__EXERCISE SET__:
**1.** In the blog post, which store does the writer describe as the halfway point on the drive south?
**2.** Translate this sentence from the blog post into Spanish: "Never in my life have I seen so many minivans with Canada plates."
**3.** Write the next part of the blog post about the holiday drive south, picking up after its final sentence.

__SELECTED PASSAGE__:
=== Section Start ===

Having no age-appropriate friends, I’m half-tempted to Change the search box on my match.com profile to include suitors who live within driving distance of my parents’ house. Failing that, my next option would be to prowl for some age-inappropriate guys, which is a pretty easy feat given the demographic. Although I can’t remember the last time I ate dinner at 4:3o and went to bed at 6. Wait a tic, that was what my last weekend looked like when I diagnosed myself with a case of 24 hour mono. I slept through dinner with my friend and didn’t wake up until 6 the next morning. ‘Tis the season for hiberation, and 24 hour mono.
Speaking of naps, I think I’ll take one now…on a bench…in the middle of the mall…snoring loudly.
It’s that time of year again. Time to spread Christmas cheer to the folks down South. This year, I had Ray with me so I at least had someone to appreciate my off-key renditions of “Silent Night”. Ray was hungry so I stopped to get us a snack at Georgia’s Kroger, which is conveniently the halfway point. Recalling my good fortune last summer with cans of Skyline chili at their Mrtlye Beach location, I tried my luck in the freezer section. Wonder of wonders Graeter’s seasonal pumpkin ice cream was staring back at me. It was a Christmas miracle to find Cincinnati fare hundreds of miles away! I shared some with my canine companion, who was busy fiddling with the radio when he was driving. Naturally, I don’t let him drive too often. I love my presets. Never in my life have I seen so many minivans with Canada plates. I wondered who was wrestling grizzly bears.

=== Section End ===

__Stored items from a collection__:
=== Section Start ===

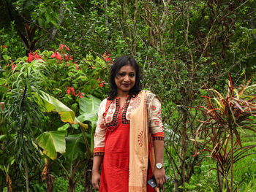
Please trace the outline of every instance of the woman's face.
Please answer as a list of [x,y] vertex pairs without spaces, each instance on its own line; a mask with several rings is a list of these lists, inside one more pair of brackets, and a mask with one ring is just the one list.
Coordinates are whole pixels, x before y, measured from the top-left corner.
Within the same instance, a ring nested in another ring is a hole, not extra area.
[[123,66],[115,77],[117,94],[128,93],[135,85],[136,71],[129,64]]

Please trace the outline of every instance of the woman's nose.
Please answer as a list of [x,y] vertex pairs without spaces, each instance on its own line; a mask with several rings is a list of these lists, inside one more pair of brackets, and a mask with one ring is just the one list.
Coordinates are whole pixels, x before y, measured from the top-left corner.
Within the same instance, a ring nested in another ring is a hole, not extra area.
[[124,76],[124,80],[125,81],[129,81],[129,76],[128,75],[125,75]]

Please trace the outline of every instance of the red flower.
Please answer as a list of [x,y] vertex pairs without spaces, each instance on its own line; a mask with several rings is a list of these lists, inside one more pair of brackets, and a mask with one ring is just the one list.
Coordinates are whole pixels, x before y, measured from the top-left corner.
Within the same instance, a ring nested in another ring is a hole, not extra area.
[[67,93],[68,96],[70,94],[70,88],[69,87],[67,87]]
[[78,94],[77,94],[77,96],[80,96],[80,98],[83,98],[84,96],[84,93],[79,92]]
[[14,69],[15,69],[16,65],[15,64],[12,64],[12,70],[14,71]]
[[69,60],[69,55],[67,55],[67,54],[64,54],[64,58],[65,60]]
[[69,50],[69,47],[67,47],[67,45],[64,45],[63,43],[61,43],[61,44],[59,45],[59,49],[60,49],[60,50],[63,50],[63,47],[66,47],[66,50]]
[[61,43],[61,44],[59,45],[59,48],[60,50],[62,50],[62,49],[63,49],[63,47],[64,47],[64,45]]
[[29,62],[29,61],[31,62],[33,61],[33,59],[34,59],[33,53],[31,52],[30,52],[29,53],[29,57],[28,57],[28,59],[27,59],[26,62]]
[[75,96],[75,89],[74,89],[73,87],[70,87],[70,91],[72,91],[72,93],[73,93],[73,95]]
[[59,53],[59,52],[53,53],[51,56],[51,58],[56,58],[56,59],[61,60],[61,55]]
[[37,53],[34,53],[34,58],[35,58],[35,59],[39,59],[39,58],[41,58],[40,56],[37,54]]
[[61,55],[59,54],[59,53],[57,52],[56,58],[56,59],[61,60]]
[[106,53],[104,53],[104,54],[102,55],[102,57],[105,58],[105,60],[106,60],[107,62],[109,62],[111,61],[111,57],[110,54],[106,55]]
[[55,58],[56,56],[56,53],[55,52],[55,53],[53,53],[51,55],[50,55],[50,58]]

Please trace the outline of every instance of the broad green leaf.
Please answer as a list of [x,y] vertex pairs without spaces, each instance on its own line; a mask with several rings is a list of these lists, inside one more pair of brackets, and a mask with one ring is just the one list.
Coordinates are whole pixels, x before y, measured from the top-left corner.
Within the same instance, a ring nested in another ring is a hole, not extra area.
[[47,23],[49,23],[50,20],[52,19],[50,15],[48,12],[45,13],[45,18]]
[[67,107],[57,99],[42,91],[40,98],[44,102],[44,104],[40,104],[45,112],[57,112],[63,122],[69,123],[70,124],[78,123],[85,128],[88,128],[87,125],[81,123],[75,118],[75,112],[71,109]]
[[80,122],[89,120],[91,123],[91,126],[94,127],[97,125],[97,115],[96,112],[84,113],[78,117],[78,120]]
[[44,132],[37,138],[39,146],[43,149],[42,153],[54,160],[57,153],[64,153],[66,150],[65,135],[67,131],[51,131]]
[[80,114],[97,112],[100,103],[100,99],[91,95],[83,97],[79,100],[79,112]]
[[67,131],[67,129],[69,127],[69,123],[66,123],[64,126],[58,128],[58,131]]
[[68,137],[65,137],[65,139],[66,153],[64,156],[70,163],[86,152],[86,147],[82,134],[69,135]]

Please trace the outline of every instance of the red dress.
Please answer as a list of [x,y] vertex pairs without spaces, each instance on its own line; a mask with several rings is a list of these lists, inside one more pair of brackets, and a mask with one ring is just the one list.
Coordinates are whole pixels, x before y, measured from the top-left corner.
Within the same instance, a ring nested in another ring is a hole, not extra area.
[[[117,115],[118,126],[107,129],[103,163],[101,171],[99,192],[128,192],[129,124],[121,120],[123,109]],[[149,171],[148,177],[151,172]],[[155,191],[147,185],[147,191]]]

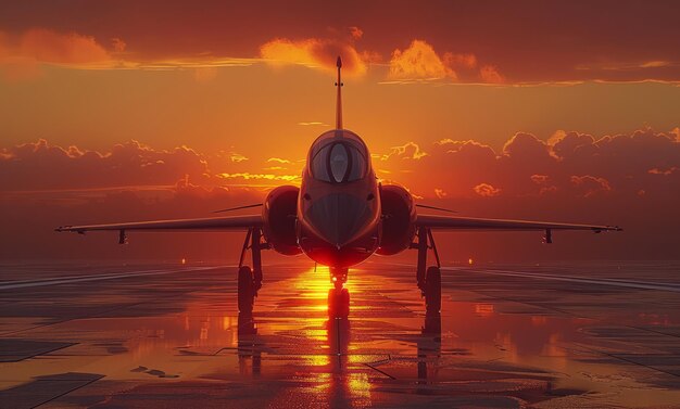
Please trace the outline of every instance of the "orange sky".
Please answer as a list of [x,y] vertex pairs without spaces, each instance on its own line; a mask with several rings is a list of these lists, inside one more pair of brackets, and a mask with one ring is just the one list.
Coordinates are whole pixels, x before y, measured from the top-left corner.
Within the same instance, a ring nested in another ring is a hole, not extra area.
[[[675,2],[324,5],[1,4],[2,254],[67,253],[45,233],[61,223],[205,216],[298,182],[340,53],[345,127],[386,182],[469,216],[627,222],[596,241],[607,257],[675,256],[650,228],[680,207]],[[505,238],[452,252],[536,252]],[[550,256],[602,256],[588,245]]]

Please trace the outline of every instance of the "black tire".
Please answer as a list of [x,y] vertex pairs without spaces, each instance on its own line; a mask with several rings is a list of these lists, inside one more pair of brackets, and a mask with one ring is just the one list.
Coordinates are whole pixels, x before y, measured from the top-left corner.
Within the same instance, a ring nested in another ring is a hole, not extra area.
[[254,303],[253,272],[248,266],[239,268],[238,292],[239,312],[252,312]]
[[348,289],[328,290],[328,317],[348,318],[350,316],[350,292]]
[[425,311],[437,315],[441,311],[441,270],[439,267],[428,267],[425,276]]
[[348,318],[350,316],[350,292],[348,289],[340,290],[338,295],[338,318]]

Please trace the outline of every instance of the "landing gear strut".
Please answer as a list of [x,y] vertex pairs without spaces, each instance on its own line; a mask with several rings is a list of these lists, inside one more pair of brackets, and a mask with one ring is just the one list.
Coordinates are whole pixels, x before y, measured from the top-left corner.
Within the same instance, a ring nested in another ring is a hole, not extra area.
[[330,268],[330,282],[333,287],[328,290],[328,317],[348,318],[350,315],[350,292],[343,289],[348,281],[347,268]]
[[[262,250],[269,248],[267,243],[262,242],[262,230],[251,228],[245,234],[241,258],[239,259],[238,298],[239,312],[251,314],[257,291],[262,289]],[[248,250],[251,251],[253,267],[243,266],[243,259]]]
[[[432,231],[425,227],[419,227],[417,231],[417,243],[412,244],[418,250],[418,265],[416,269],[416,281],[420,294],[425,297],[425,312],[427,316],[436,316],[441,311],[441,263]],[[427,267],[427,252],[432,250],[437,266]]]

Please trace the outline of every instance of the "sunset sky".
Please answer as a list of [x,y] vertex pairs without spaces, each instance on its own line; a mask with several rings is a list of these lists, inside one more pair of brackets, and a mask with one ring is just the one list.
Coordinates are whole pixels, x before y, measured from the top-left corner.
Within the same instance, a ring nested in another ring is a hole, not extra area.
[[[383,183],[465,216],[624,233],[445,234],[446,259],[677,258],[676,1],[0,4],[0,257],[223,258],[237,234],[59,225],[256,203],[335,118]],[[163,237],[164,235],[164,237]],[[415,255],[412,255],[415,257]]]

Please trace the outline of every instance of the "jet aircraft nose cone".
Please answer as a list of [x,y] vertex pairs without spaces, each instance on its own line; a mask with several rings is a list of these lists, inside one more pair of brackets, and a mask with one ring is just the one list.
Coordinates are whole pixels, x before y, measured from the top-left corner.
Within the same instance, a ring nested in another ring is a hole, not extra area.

=== Section End ===

__WRITTEN RESPONSES__:
**1.** Georgia's Kroger

**2.** Nunca en mi vida he visto tantas minivans con matrículas de Canadá.

**3.**
Sometimes I feel as if my parents like my dog more than they like me. This time last year, they couldn’t be bothered to unearth my Christmas stocking from a box in the garage, but lo and behold there’s a tiny stocking with Ray’s name on it this year. When my Dad said he was excited to get Ray home for the holidays, I suddenly felt naked without my chauffeur cap. I need to prepare myself now for Christmas morning when my dog gets better presents than me. I’m hoping that my parents will fall for the “Ray told me he wanted an iPad for Christmas” bit. We’ll just have to wait and see what happens Christmas morning.
I had a date Friday night with a guy who is totally NORMAL. I don’t care if he doesn’t call or email or skywrite again, I am beyond thrilled that there are normal 20 something guys roaming the streets of Charlotte. Guys who don’t immediately make me think of my ex, guys who don’t smell like locker rooms. This guy was awesome and I want to reward him with a glowing post-date review.
Bachelor #3 was from my hometown so we had oodles in common. At 26, he is a certifiable grown up in that he has a job and doesn’t live at home. He’s thoughtful in that he didn’t request a table at Philosopher’s Stone with a good view of whatever macho sporting event was on that evening. In fact, we grabbed the best table in the house, between two fake ivy plants, channeling Zach Galifianakis’ “Between Two Ferns”. This just in: Zach is from Wilkesboro, NC. And my date even made mention that one of his friends spotted the funny man dining at the Dish not too long ago. The best table in the house had a variety of board games on hand, Dirty Jenga being one of them. Dirty because some punk had drawn a penis on one of the tiles. And this time, that punk was not me. My date was so chivalrous when he let me win best two out of three. He even paid for my beverages, all three of them. I think if I had had one more, I would have been sucking his face in the parking lot. But we ended the evening with a hug and went our separate ways, and how. He had to trek up North for the holidays while I was venturing South.
Like I said, I don’t care if this guy communicates with me again, my faith is renewed in guys my age trolling the Internet for dates.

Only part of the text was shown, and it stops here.